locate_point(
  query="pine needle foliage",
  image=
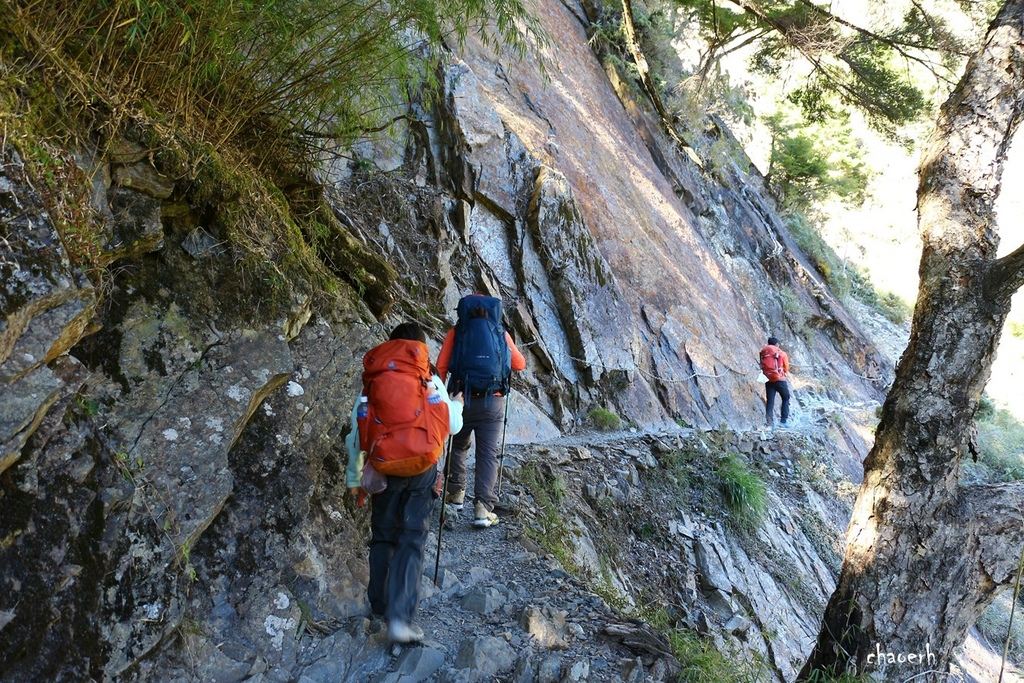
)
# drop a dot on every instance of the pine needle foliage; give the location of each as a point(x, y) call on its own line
point(885, 70)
━━━━━━━━━━━━━━━━━━━━
_What to do_: Skip the images and write out the rest of the listing exactly.

_Task output_:
locate_point(
  query="pine needle foliage",
  image=
)
# drop a dot on every instance of the pine needle foliage; give the location of each as a point(x, y) call on its own line
point(885, 70)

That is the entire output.